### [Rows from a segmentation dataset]
========================

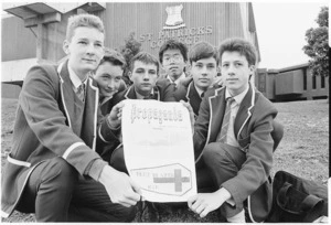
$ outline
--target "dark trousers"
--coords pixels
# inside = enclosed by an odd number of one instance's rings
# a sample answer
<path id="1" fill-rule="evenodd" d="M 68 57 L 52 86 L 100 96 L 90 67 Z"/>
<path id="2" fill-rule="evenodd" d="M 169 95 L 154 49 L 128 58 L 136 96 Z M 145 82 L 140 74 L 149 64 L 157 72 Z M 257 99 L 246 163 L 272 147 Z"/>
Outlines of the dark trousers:
<path id="1" fill-rule="evenodd" d="M 129 222 L 136 208 L 111 203 L 99 182 L 83 178 L 62 158 L 46 160 L 31 173 L 17 207 L 38 222 Z"/>
<path id="2" fill-rule="evenodd" d="M 237 175 L 246 160 L 246 154 L 239 148 L 212 142 L 204 148 L 203 160 L 213 176 L 214 184 L 220 189 L 225 181 Z M 242 210 L 243 207 L 235 207 L 225 202 L 221 206 L 221 214 L 225 217 L 232 217 Z"/>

========================

### [Task instructions]
Rewrite the lines from the start of the items through the line containing "52 86 L 100", inclusive, changing "pixels" to "normalized" and keeping everything else the same. Leave the pictures out of your answer.

### [Written answer]
$ outline
--target "dark trousers"
--coords normalized
# inside = enclosed by an odd number of one instance's rings
# a sample answer
<path id="1" fill-rule="evenodd" d="M 68 57 L 52 86 L 100 96 L 90 67 Z"/>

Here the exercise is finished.